__FRAGMENT BRONTEKST__
━━━━━━
“We hebben er echt álles aan gedaan om het te laten slagen. Toch is het niet gelukt.” Ik voel Anja’s tranen, maar zie ze nog niet. De frustratie spreekt uit ieder woord dat haar op elkaar geklemde kaken verlaat. Ze is boos, teleurgesteld en heeft het gevoel dat ze gefaald heeft. De manager neemt het van haar over. “We gaan het gewoon opnieuw proberen, die kans verdient hij gewoon. En het team ook.”
 
Het gaat over Bart. Een 25-jarige man die aan de ene kant vergelijkbaar is met een peuter. Hij vindt dingen snel spannend, kan stampvoeten en gillen als hij zijn zin niet krijgt en uiteindelijk ook zomaar ineens een mep uitdelen. Alleen… als je hem hoort praten zou je niet eens geloven dat hij pàs 25 is. Hij gebruikt woorden en zinnen waar een docent Nederlands nog iets van kan leren. Wat hij doet en laat zien en uit is zó tegenstrijdig dat niemand meer begrijpt hoe hij in elkaar zit. Hij nodigt uit tot mooie, bijna filosofische gesprekken, maar kan vervolgens niets met die informatie. Het verwart hem en maakt hem onzeker, angstig.
 
Hetzelfde geldt voor geluiden, geuren, ‘prikkels’ in het algemeen. Een overload aan informatie maakt dat hij niet meer kan inschatten wat nu wel belangrijk is en wat niet. Alles komt even ‘hard’ en ongefilterd binnen en maakt de wereld één grote, spannende belevenis. Het enige dat hij dan nog kan doen is zich letterlijk vastklampen aan de ‘grote, veilige begeleider’. Met grote stevige vuisten die niet altijd even tactisch grijpen.
 
Toen hij op de groep kwam wonen dacht men redelijk in beeld te hebben wat Bart nodig had. Een duidelijke, gestructureerde, eenduidige aanpak. Men zocht hier de groep zelfs speciaal op uit. De begeleiders werkten al jaren samen en stonden stevig en zelfverzekerd op de werkvloer. Er werden nog wat nieuwe teamleden toegevoegd, want het was al wel meteen duidelijk dat hij niet zomaar één van 9 bewoners op de groep zou worden; hij vroeg meer nabijheid en duidelijkheid om te voorkomen dat hij zo boos zou worden (en dus zou gaan grijpen en meppen).
 
Het bleek al snel niet alleen bij meppen te blijven. Bart kon ineens ontploffen en pakte dan alles wat voorhanden was om mee te gooien, het te slopen of mee te dreigen. De begeleiders die ooit zo stevig gestaan hadden begonnen te ‘wiebelen’. Ze werden gecoacht, kregen als voorbeeld en instructie videobeelden te zien van de collega’s die het begeleiden van Bart het meest in de vingers hadden (“zó moet het dus!”) en er lag een strak ‘instructieboekje’ waarin stond hoe en wanneer ze wat precies moesten zeggen.
━━━━━━
(Fragmenten uit puntannotatiegegevens)
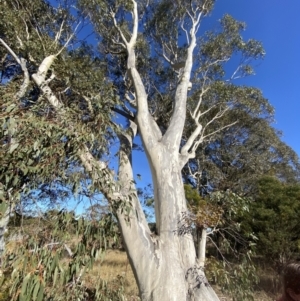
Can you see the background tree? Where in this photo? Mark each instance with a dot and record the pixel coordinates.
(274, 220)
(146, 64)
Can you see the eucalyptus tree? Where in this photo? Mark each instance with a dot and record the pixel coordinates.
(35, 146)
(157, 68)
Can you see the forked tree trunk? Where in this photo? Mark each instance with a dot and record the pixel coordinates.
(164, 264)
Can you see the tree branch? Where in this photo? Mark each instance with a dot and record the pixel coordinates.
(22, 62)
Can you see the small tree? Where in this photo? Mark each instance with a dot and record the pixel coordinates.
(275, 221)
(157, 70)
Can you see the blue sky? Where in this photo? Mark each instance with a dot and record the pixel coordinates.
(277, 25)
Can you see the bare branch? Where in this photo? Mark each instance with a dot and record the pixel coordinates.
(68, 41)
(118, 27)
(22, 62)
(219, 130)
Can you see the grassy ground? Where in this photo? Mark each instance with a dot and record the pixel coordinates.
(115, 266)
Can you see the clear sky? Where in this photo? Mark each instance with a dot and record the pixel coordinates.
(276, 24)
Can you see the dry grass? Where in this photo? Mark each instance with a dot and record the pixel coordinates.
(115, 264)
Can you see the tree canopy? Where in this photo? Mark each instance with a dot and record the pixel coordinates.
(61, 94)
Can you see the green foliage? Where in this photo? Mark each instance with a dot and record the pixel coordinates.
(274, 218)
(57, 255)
━━━━━━
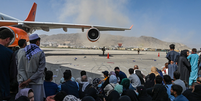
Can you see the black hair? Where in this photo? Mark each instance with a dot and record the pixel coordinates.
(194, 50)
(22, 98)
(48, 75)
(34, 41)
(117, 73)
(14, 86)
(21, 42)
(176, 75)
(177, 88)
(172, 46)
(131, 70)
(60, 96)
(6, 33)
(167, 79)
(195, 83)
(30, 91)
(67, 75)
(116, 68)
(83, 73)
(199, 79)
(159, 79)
━━━━━━
Bewerk de tekst over Bart: neem alles vanaf "Toen hij op" tot en met "grijpen en meppen)." over en vervang daarin "begeleiders" door "medewerkers".

Toen hij op de groep kwam wonen dacht men redelijk in beeld te hebben wat Bart nodig had. Een duidelijke, gestructureerde, eenduidige aanpak. Men zocht hier de groep zelfs speciaal op uit. De medewerkers werkten al jaren samen en stonden stevig en zelfverzekerd op de werkvloer. Er werden nog wat nieuwe teamleden toegevoegd, want het was al wel meteen duidelijk dat hij niet zomaar één van 9 bewoners op de groep zou worden; hij vroeg meer nabijheid en duidelijkheid om te voorkomen dat hij zo boos zou worden (en dus zou gaan grijpen en meppen).